§ WHAT YOU SHOULD DO: Type the records out again in full, exactly.

------ SUPPLIED ENTRIES ------

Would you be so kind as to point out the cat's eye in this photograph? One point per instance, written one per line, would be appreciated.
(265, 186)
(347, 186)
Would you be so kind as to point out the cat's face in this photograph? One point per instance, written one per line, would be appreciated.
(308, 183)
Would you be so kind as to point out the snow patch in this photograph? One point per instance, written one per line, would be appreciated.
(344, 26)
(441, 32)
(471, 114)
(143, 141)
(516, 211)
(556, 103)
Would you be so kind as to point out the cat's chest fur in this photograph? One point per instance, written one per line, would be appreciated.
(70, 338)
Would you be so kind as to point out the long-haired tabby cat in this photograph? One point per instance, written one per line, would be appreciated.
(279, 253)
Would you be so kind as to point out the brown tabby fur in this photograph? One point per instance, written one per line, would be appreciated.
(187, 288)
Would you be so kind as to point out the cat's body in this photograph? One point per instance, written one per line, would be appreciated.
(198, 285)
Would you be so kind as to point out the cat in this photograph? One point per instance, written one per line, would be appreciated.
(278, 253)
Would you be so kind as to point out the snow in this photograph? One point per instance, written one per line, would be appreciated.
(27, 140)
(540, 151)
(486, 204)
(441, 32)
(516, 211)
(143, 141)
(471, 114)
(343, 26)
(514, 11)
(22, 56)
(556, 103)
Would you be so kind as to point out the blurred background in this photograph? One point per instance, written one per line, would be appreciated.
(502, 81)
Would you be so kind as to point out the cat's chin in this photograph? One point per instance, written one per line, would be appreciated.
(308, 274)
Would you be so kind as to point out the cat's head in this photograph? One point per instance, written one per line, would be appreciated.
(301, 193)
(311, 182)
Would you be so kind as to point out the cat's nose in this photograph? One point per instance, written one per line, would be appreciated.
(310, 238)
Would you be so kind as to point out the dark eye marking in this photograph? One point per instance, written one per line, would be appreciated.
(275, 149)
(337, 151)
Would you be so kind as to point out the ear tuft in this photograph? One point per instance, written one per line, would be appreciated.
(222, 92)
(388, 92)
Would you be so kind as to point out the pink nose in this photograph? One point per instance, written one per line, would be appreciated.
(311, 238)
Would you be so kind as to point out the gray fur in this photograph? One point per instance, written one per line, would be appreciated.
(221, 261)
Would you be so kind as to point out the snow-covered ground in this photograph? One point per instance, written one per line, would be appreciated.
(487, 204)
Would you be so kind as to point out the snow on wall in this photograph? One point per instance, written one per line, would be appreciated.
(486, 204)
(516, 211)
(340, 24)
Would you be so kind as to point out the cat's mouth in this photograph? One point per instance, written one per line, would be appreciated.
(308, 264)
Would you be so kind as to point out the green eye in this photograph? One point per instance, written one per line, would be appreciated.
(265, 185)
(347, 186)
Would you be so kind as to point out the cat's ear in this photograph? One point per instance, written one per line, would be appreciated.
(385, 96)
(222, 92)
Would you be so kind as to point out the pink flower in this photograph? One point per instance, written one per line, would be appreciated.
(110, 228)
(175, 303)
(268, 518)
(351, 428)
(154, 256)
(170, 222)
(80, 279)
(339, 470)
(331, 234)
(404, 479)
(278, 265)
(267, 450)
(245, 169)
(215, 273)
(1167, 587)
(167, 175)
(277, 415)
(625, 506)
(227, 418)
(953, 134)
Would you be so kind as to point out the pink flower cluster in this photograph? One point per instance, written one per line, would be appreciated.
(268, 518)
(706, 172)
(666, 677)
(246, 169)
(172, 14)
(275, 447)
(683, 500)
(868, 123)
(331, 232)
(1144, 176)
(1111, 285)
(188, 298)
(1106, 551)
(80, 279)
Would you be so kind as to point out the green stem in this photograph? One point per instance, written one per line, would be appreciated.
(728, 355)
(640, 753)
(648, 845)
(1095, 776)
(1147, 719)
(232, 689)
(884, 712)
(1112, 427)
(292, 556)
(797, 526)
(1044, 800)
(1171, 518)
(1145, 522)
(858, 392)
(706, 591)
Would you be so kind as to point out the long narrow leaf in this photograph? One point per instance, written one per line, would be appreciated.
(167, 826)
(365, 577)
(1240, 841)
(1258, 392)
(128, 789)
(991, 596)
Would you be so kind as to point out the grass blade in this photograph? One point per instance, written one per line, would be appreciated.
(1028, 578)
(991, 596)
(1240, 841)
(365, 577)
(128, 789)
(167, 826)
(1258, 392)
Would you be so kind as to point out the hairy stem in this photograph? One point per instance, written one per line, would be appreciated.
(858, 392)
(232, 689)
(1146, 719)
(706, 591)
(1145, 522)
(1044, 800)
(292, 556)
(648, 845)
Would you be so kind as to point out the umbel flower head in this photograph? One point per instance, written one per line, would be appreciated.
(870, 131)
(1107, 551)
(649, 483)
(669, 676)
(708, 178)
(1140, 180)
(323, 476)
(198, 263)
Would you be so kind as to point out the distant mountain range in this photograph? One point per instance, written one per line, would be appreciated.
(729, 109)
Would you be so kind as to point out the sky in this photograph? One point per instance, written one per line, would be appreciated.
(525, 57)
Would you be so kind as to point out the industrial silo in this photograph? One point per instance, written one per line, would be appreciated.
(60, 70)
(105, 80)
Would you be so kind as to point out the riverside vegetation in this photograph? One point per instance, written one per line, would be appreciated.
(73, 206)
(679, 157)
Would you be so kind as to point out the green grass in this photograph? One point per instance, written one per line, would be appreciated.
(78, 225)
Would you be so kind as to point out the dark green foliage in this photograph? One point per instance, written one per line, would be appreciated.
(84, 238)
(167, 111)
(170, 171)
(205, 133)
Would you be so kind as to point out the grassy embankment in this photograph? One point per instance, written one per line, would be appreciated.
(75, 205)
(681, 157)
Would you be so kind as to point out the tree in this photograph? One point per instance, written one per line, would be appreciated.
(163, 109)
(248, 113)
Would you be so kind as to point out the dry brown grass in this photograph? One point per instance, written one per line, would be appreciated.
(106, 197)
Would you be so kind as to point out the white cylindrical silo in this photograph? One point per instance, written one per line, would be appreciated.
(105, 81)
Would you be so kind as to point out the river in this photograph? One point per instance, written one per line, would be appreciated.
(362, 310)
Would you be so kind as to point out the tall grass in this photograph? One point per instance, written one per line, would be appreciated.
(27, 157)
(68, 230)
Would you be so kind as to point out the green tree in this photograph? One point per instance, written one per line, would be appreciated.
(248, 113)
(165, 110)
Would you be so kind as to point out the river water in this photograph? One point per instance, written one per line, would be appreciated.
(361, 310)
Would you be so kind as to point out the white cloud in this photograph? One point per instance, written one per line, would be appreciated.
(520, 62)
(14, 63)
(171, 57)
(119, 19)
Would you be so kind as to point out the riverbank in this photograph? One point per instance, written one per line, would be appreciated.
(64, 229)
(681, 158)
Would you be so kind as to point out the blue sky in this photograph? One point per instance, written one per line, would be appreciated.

------

§ FINAL ANSWER:
Would you be so kind as to point out the cat's eye in this photograph? One point per instance, written one per line, would be appreciated.
(265, 186)
(347, 186)
Would you be so kind as to point out the cat's face in this photograph? One point per instance, written one per line, would be appreciated.
(308, 183)
Would you be so kind as to point out the snow patch in this photograph? One point per instance, written one per line, would be appreciated.
(344, 26)
(441, 32)
(471, 114)
(143, 141)
(516, 211)
(556, 103)
Would you be so kind as to point out the cat's chest fur in this photograph? One point per instance, written one per line, would be appreciated.
(70, 338)
Would you be so kind as to point out the long-haired tabby cat in this photograph? One point per instance, written one per line, would be appreciated.
(279, 253)
Would you be so kind as to point out the brown tabby fur in this photograph? One point per instance, written one per line, would be appreciated.
(187, 288)
Would you be so kind as to point out the cat's body in this photograph? One point per instance, written one per line, would be appreciated.
(198, 285)
Would you be so kind as to point out the cat in this photograph? One point per instance, written one per line, would be appreciated.
(278, 253)
Would you be so kind as to point out the snow in this photograph? One point per instance, written one per line, would be appreciated.
(27, 140)
(540, 151)
(486, 204)
(441, 32)
(516, 211)
(143, 141)
(471, 114)
(343, 26)
(514, 11)
(22, 56)
(556, 103)
Would you be so kind as to point out the blurred background in this photograph? One point per instance, written one per line, would be appreciated.
(502, 81)
Would you be so kind as to point out the cat's chin in this photograph? One point per instance, written one per line, would be appreciated.
(308, 274)
Would you be so kind as to point out the cat's head in this photograph? One point per instance, written one per line, would be appreciated.
(301, 193)
(311, 182)
Would you be so kind as to point out the cat's nose in this photograph? One point per instance, written one per line, would be appreciated.
(310, 238)
Would you be so kind as to point out the dark eye marking in this photograph? One point per instance, written one per line, would be appreciated.
(275, 149)
(337, 151)
Would you be so kind as to point out the ear tuft in this photograph? One point per instance, written one per line, would be appreciated.
(222, 92)
(388, 92)
Would you be so kind as to point out the pink nose in this photograph? One point per instance, written one per line, would be appreciated.
(311, 238)
Would you be so kind as to point out the gray fur in this photograph? One point per instance, written one per line, would be appreciated.
(221, 261)
Would you be so kind as to point out the snow-covered ground in this photograph? One point per instance, written one per line, would be appreciated.
(487, 204)
Would you be so kind as to point out the snow on wall in this photograph? One point per instance, written one per line, would be appreciated.
(486, 204)
(516, 211)
(340, 24)
Would you be so kind as to point out the cat's mouth in this photograph? One point per instance, written one per line, would be appreciated.
(308, 264)
Would you be so kind as to point out the green eye in this photograph? One point per instance, written one per line, would be appreciated.
(265, 185)
(347, 186)
Would you be so kind as to point out the cat's ear in this photograph? One point per instance, written one per line, would be appreciated.
(385, 96)
(222, 92)
Would you be so kind as to point out the pink flower in this photograph? One point per instance, written one per line, would be appreciated.
(110, 228)
(175, 303)
(268, 518)
(351, 428)
(154, 256)
(170, 222)
(80, 279)
(339, 470)
(331, 234)
(404, 479)
(278, 265)
(267, 450)
(245, 169)
(215, 273)
(1167, 587)
(167, 175)
(277, 415)
(625, 506)
(227, 418)
(953, 134)
Would you be so kind as to point out the pink flower cluster in this photograph? One point per instance, written one per line, would be appreciated.
(268, 518)
(706, 172)
(666, 677)
(246, 169)
(172, 14)
(275, 447)
(683, 500)
(868, 123)
(331, 232)
(1144, 176)
(1111, 285)
(188, 298)
(1106, 551)
(80, 279)
Would you be so kind as to point out the green stem in this photograph? One point per instance, written one per line, would be appreciated.
(728, 355)
(640, 753)
(648, 845)
(1095, 776)
(1147, 719)
(232, 689)
(884, 712)
(1112, 427)
(292, 556)
(797, 526)
(1044, 800)
(1171, 518)
(1145, 522)
(858, 392)
(706, 591)
Would you be so kind as to point out the long narrow leaf in this photograph? One point per instance, written one per line, would be appreciated.
(167, 826)
(365, 577)
(1240, 841)
(1258, 392)
(128, 789)
(991, 596)
Would you be so kind as to point out the grass blade in this photograph? One point per instance, written one per line, would be appreciated.
(1028, 578)
(991, 596)
(1240, 841)
(365, 577)
(128, 789)
(167, 826)
(1258, 392)
Would you be so kind as to point out the hairy stem in this photograph? One point per instance, written one per line, would be appreciated.
(858, 392)
(232, 689)
(1146, 719)
(706, 591)
(1145, 522)
(1044, 800)
(292, 556)
(648, 845)
Would you be so kind as to point out the umbel flower head in this photograph? One point per instance, written one per line, would be appreciated.
(870, 131)
(1107, 551)
(649, 483)
(669, 676)
(708, 178)
(1140, 180)
(323, 476)
(198, 263)
Would you be so kind as to point out the distant mountain range in this photograph? One point per instance, written one per line, would be appreciated.
(729, 109)
Would you be so kind as to point out the sky in this photograph? One point per instance, written one per line, would be appreciated.
(525, 57)
Would you be so kind as to point out the industrial silo in this photograph? One point per instance, written one per line, would be appreciated.
(60, 70)
(105, 80)
Would you be so kind as to point out the riverside vegetation in this photograph? One point per instance, written one per line, would be appreciated.
(73, 206)
(679, 157)
Would you be so kind as to point out the green grass in this photograph? One point per instance, written one per line, would be appreciated.
(78, 225)
Would you be so kind as to point out the dark green foliage in this photograph? One point per instance, written one per line, would be appreciated.
(84, 238)
(167, 111)
(170, 171)
(205, 133)
Would you be so kind as to point out the grassy embankment in this photograph? One point per instance, written one per line, would be appreciated.
(75, 205)
(681, 157)
Would you be so kind as to point out the tree in this photograph? One point per instance, written one per line, would be appreciated.
(163, 109)
(248, 113)
Would you be so kind as to point out the dry brown grass in this photograph? One point per instance, written one per line, would be appreciated.
(106, 197)
Would you be so kind as to point out the white cylindrical silo in this photograph? One point per instance, written one per line, would be appreciated.
(105, 81)
Would you be so kind as to point out the river in this photograph? One point per instance, written one per line, would be appreciated.
(362, 310)
Would you be so kind as to point out the tall grass in this photograph? One point per instance, written one per line, would be appreciated.
(27, 157)
(68, 230)
Would you be so kind as to point out the green tree in this photograph? One point per instance, written one per line, would be appreciated.
(248, 113)
(165, 110)
Would you be so kind as to point out the river water in this photograph? One point per instance, written one per line, would be appreciated.
(361, 310)
Would you be so kind as to point out the white cloud in this photograph? One point per instance, written one per line, would be appreciated.
(520, 62)
(14, 63)
(171, 57)
(119, 19)
Would you be so kind as to point out the riverbank in this photograph? One point per instance, written one per line, would be appreciated.
(64, 229)
(681, 158)
Would you be so kind as to point out the blue sky in this photograph? One point per instance, written one per line, would be appreciated.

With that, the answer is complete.